Problems to solve:
(a) Answer these questions using the changelog.
(i) On which processor do the TST and CMN instructions sometimes hit a slow path?
(ii) What does the changelog call x86's universally agreed upon instruction for generating zero in a register?
(iii) What kind of applications was the bug in SSE4.2 pcmpestri causing to crash?
(b) Reproduce the changelog starting with "Remove weak symbol" and going on through "enabled from the PPA system.", substituting "package archive" for "PPA system".

Passage given:
— begin —

Const prop BFI operation
Sometimes when a BFI instruction has constants in it, we can remove the BFI instruction
Optimize vector TSO loadstores
vector operations typically need an additional add on its address if it can't fit in the instruction encoding for the immediate offset. We missed the
optimization in which the immediate offset CAN actually fit. Removes an instruction per vector loadstore commonly
Use TST instead of CMN
Sometimes these instructions hit a slow path on Cortex-A57 so a minor win there.
Optimize xor reg, reg
x86's universally agreed upon instruction for generating zero in a register is xor. This instruction isn't actually optimal in ARM hardware. We now
emit a move of constant zero which gets optimized to register rename on most ARM hardware.
More instructions optimized
These mostly just make the implementations use less instructions which makes them faster. There will be way more of this in the coming month
- rotate flag calculations
- phsubsw/phaddsw
- cmpxchg8b/16b
- psad*
- 8-bit, 16-bit rcr
- fcmov
- shld/shrd
- movss
- maskmovdqu
- maskmovq
- phminposuw
- fild
- PF flag calculation optimization
- Optimizing packing RFLAGS
- Optimize ADD/ADC OF flag packing
Fixes bug in SSE4.2 pcmpestri
This was causing Java applications to crash. Now that we fixed a different bug last month, we now have Java working to an extent. It still crashes on
shutdown which is interesting and not all games are expected to work. But good luck testing random Java games!
Pack NZCV flags
This is the first step towards FEX generating x86 flags in a more optimal way. These flags match the ARM flags fairly closely and can be emulated in a
more optimal way if we pack them together. This is likely what causes the regression in bytemark, but since this is an intermediate step it is
expected to go away with the next optimization after this. Look forward to future optimizations that make this faster!
Remove weak symbol declarations in thunks
A bug that cropped up in thunks has been a crash that occurs when trying to use thunks from Ubuntu's PPA system. This has been a major thorn in FEX's
side for months because once you rebuild the project locally, it would never reproduce. The problem stems from the fact that clang would decide that
it can inline a "weak" symbol if its implementation is visible. This would only occur on Canonical's ARM builders, potentially due to whatever device
they use to compile the code on. This would cause our thunks to crash almost immediately if a user tried them from the PPA system. We have now worked
around this clang quirk and this will now fix thunks when enabled from the PPA system.

— end —

Source excerpt:

— begin —

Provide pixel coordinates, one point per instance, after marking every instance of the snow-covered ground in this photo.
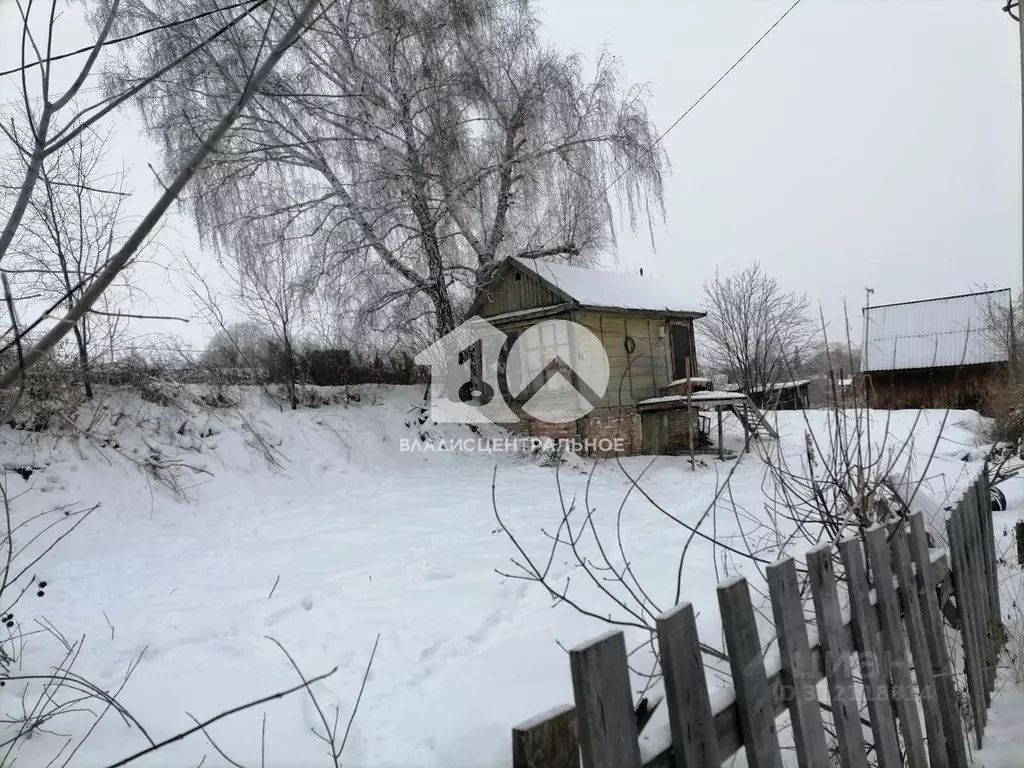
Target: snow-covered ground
(347, 539)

— end —

The answers:
(a)
(i) Cortex-A57
(ii) xor
(iii) Java applications

(b)
Remove weak symbol declarations in thunks
A bug that cropped up in thunks has been a crash that occurs when trying to use thunks from Ubuntu's package archive. This has been a major thorn in FEX's
side for months because once you rebuild the project locally, it would never reproduce. The problem stems from the fact that clang would decide that
it can inline a "weak" symbol if its implementation is visible. This would only occur on Canonical's ARM builders, potentially due to whatever device
they use to compile the code on. This would cause our thunks to crash almost immediately if a user tried them from the package archive. We have now worked
around this clang quirk and this will now fix thunks when enabled from the package archive.